*Passage to read*
%%

After two nights of football without a goal, we suddenly got lucky. I lobbed a route one ball down the middle for Ireland striker Rory to chase, neatly dink past the keeper and slot in from close range. Our first goal provided a moment of pure ecstasy. A mass of happy smiling back packers had spent hours of gut busting hard work for this moment. We’d done it. A goal. And I won’t let any of you forget who provided the assist.
The Thai players were strong and demanded respect. I liked them. We bonded. When the national anthem was played at 6.30pm every night we had to stop and stand still, as a sign of respect. They liked our participation. The Dutch fella didn’t play game. Twat.
Dressing myself one morning I found a gekko in my bag. Slippery little bugger scared the life out of me and it proved to be one of many meetings I was to have with these little four legged fellas. Pai seemed to house a fair few of them.
Hiring a scooter cost £4 a day. I had one for three days and explored Pai’s mountains and surroundings.

%%

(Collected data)
%%

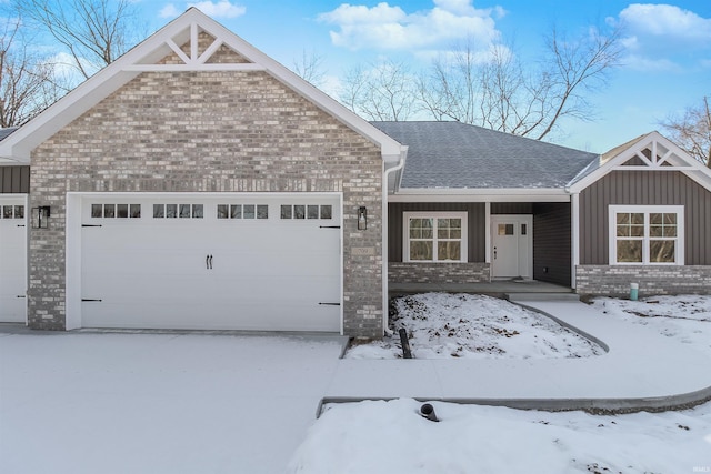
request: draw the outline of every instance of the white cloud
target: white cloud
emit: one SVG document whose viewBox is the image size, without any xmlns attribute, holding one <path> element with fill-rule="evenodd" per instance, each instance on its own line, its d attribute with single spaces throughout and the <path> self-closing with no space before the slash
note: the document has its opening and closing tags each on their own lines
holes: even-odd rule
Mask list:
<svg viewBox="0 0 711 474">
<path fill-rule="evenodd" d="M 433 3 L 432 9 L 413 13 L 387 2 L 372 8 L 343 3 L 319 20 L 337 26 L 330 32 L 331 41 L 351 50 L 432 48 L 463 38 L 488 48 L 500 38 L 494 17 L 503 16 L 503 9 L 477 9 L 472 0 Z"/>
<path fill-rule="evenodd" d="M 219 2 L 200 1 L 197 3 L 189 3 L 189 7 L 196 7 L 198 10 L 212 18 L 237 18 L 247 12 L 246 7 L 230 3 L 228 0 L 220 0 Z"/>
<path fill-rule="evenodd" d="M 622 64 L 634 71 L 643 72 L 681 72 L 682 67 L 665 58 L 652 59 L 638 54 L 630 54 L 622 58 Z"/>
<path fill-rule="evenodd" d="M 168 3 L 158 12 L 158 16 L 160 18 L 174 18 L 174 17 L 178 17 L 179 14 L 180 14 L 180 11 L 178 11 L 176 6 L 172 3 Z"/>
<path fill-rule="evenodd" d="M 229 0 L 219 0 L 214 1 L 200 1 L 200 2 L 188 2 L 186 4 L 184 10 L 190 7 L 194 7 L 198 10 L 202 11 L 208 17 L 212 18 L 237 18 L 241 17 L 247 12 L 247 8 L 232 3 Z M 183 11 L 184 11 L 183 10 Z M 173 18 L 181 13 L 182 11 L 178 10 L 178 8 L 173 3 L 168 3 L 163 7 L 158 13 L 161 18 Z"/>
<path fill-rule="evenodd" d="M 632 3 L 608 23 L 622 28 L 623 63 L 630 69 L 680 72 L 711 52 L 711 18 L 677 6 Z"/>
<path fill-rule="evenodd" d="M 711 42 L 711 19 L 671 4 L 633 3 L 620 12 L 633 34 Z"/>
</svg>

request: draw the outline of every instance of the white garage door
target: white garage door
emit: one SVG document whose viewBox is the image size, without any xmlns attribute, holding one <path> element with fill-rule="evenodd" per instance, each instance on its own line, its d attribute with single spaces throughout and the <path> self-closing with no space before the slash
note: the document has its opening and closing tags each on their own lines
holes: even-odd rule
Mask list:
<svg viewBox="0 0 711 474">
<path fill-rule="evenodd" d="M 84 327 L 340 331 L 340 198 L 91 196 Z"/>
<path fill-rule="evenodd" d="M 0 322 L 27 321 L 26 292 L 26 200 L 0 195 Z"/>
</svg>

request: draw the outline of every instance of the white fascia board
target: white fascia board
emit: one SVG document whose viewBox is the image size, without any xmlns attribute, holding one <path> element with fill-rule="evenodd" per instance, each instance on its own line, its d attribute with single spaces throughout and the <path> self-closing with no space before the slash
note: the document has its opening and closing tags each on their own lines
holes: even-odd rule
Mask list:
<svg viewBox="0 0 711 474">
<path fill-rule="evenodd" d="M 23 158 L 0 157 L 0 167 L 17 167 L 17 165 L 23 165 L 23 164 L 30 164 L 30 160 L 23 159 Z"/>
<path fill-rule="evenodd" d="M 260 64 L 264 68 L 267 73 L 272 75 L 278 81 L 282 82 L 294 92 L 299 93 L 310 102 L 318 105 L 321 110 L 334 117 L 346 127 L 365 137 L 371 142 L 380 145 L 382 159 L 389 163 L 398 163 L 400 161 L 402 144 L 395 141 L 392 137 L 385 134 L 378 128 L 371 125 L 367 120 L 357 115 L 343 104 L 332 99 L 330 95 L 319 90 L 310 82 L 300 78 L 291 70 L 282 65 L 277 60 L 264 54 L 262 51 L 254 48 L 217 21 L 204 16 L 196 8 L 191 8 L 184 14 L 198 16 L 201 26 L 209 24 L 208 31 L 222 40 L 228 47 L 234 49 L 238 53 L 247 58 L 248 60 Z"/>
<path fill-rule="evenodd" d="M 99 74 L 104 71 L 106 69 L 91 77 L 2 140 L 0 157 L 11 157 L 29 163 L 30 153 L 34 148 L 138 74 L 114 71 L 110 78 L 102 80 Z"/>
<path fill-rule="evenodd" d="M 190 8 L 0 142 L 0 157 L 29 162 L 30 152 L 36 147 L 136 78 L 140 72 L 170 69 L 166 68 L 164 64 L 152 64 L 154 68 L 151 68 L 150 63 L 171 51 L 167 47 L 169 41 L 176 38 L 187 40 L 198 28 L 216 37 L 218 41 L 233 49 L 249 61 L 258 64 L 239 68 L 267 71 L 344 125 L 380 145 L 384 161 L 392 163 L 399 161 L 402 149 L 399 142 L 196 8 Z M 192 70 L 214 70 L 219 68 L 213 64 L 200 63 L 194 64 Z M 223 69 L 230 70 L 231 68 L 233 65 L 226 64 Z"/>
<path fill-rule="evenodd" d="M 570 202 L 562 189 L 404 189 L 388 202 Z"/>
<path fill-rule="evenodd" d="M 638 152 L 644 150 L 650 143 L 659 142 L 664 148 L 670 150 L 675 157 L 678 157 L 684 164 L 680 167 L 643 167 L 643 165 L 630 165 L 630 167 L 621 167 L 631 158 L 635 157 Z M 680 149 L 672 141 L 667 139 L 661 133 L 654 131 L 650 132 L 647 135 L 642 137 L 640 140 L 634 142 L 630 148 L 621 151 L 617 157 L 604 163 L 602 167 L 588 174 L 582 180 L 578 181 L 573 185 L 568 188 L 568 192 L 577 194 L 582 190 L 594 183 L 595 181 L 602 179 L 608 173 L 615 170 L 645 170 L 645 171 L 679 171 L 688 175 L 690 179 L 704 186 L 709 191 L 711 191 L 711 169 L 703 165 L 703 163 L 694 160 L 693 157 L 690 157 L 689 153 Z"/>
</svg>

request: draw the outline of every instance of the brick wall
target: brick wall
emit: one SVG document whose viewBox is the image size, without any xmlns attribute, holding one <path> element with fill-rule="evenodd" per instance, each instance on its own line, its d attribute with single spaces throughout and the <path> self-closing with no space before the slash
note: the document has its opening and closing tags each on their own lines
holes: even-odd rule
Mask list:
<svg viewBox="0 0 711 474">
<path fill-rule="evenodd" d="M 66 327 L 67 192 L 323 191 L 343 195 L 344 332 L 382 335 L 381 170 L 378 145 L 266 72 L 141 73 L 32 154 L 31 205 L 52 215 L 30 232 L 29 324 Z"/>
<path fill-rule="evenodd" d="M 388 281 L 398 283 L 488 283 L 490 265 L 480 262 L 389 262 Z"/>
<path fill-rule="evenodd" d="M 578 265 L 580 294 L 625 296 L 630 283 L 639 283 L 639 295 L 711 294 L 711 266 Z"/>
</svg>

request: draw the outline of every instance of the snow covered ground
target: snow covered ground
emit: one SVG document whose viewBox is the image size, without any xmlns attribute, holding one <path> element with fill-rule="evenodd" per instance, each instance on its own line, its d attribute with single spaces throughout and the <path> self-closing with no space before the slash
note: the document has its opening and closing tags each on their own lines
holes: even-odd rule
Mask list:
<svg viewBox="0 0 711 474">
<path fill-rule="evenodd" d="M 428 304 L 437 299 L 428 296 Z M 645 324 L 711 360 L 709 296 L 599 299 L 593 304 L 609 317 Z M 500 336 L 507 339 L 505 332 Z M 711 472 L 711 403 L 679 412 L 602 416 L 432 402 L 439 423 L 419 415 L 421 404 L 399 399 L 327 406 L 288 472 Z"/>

%%

*Challenge 1*
Return the Pai travel passage word for word.
*Challenge 2*
In the entries, from the line with "request: draw the outline of every instance of the white fascia" up to and including the line with "158 L 0 157", switch "fascia board" to "trim board" and leave everything else unchanged. Give back only those lines.

*Right answer 1*
After two nights of football without a goal, we suddenly got lucky. I lobbed a route one ball down the middle for Ireland striker Rory to chase, neatly dink past the keeper and slot in from close range. Our first goal provided a moment of pure ecstasy. A mass of happy smiling back packers had spent hours of gut busting hard work for this moment. We’d done it. A goal. And I won’t let any of you forget who provided the assist.
The Thai players were strong and demanded respect. I liked them. We bonded. When the national anthem was played at 6.30pm every night we had to stop and stand still, as a sign of respect. They liked our participation. The Dutch fella didn’t play game. Twat.
Dressing myself one morning I found a gekko in my bag. Slippery little bugger scared the life out of me and it proved to be one of many meetings I was to have with these little four legged fellas. Pai seemed to house a fair few of them.
Hiring a scooter cost £4 a day. I had one for three days and explored Pai’s mountains and surroundings.

*Right answer 2*
request: draw the outline of every instance of the white trim board
target: white trim board
emit: one SVG document whose viewBox is the image size, without any xmlns attribute, holding one <path> element with fill-rule="evenodd" per instance, each instance on its own line, its d attribute with single spaces throughout and the <path> self-closing with no space before the slash
note: the document has its opening and closing tags each on their own lines
holes: even-odd rule
Mask list:
<svg viewBox="0 0 711 474">
<path fill-rule="evenodd" d="M 23 158 L 0 157 L 0 167 L 17 167 L 17 165 L 23 165 L 23 164 L 30 164 L 30 160 L 23 159 Z"/>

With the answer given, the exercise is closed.